SELECTED PASSAGE ▸
<<<<
North Carolina transgender bill is inexcusable

Elizabeth Stoeger, Staff Writer

North Carolina’s “bathroom bill” is not only an inexcusable act of discrimination against the whole LGBTQ community but also yet another cruel, unwarranted action against the unoffending transgender population.

North Carolina provoked the ire of many, and the support of some, by passing a bill on March 23 which requires that people use the restroom and locker room that corresponds to the biological sex listed on their birth certificates, not based on gender identity.

The bill had unanimous Republication support in the Senate and Democrats protested by walking out.

When the passing of the bill was announced, many public figures and corporations condemned the new law.

Bruce Springsteen was one of the first to cancel a concert in the state.

Springsteen said in a statement, “Some things are more important than a rock show, and this fight against prejudice and bigotry, which is happening as I write, is one of them. It is the strongest means I have for raising my voice in opposition to those who continue to push us backwards instead of forwards.”

Musicians like Ringo Starr, Jimmy Buffett, Cyndi Lauper, and the bands Mumford and Sons, Pearl Jam, and Duran Duran joined Springsteen in taking a stand against the discriminatory bathroom bill.

NBA commissioner Adam Silver suggested that the All-Star Game could be relocated if the law continued to limit protection for the LGBTQ community.

In perhaps the most surprising turn of events, presidential candidate Donald Trump split with the majority of Republicans and came out against the bill while fellow nominee Ted Cruz harshly criticized him for doing so and supported North Carolina.

Almost a month after the bill was passed, President Obama said the laws in North Carolina and Mississippi that target the LGBTQ community are “wrong and should be overturned,” in a joint press conference with British Prime Minister David Cameron on a recent trip to London.
>>>>
DATA EXTRACTS ▸
<<<<
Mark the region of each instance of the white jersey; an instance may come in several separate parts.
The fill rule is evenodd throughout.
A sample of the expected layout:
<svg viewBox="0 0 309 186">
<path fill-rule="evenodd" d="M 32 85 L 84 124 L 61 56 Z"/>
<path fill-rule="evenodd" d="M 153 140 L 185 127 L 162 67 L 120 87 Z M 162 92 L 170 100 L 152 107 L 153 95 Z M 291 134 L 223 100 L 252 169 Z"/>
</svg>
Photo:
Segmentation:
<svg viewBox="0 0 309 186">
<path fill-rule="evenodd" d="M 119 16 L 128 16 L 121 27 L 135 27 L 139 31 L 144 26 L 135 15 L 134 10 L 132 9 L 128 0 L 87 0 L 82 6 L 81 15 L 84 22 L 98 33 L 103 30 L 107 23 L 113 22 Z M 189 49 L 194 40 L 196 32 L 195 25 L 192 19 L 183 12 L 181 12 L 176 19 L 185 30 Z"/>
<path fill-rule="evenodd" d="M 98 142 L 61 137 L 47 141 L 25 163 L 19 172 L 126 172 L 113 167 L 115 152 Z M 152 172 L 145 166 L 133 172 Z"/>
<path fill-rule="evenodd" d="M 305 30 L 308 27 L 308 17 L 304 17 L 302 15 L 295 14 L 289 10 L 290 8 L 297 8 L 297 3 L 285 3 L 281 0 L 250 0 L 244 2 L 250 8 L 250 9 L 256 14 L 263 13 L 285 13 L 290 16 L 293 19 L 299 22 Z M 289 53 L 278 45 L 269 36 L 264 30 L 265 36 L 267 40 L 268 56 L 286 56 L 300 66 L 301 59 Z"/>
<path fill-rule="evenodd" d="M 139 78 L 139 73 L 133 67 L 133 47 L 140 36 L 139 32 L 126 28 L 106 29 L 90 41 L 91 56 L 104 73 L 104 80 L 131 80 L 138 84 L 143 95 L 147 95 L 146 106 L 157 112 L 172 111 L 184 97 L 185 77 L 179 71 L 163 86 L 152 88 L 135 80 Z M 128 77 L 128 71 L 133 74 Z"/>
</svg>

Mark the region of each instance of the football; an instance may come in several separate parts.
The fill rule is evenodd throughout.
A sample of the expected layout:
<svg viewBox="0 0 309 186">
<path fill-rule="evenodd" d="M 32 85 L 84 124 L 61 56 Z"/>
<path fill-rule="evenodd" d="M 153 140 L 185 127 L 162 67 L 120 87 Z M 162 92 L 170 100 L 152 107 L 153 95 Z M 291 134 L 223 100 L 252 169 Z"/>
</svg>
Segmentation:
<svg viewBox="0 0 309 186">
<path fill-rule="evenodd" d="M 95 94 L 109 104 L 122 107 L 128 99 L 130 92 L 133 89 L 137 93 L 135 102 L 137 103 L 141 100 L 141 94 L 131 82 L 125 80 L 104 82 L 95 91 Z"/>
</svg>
>>>>
TASK 1 ▸ In the article on North Carolina's bathroom bill, rewrite the part that opens with the words containing "Bruce Springsteen was" and closes with "the LGBTQ community.", replacing "concert" with "performance".
TASK 2 ▸ Write the next few paragraphs of the article on North Carolina's bathroom bill, picking up after its final sentence.

EXERCISE OUTPUT 1 ▸
Bruce Springsteen was one of the first to cancel a performance in the state.

Springsteen said in a statement, “Some things are more important than a rock show, and this fight against prejudice and bigotry, which is happening as I write, is one of them. It is the strongest means I have for raising my voice in opposition to those who continue to push us backwards instead of forwards.”

Musicians like Ringo Starr, Jimmy Buffett, Cyndi Lauper, and the bands Mumford and Sons, Pearl Jam, and Duran Duran joined Springsteen in taking a stand against the discriminatory bathroom bill.

NBA commissioner Adam Silver suggested that the All-Star Game could be relocated if the law continued to limit protection for the LGBTQ community.

EXERCISE OUTPUT 2 ▸
Those who support the bill cite the protection of women and children as the primary factor motivating the bill.

“In the first two months of 2015, at least seven transgender women of color — almost one a week — were murdered in the United States, from Miami to Los Angeles,” reported the Southern Poverty Law Center.

The transgender community continues to be the target of horrific hate crimes and the suggestion that they would prey on women and children in bathrooms or locker rooms is a hideous insinuation and simply untrue.

“I don’t look at the person whose locker is directly below mine. I’m not in there to spy on your kids. I’m not in there for any other reason but to change in a place that is not completely separate from everybody else,” said Elliot Yoder, a 14-year-old transgender boy who created an uproar at a Dallas, Oregon School Board meeting because he wanted to use the men’s locker room.

However, the fact that there is even a controversy like this in the 21st century is indicative of a larger problem of acceptance and ignorance.

The saying ‘separate but equal is still not equal’ can be applied directly to this situation where transgender people do not want to use separate facilities and be thrown into the ‘other category even further. They simply want to be included and accepted for who they feel they are on the inside.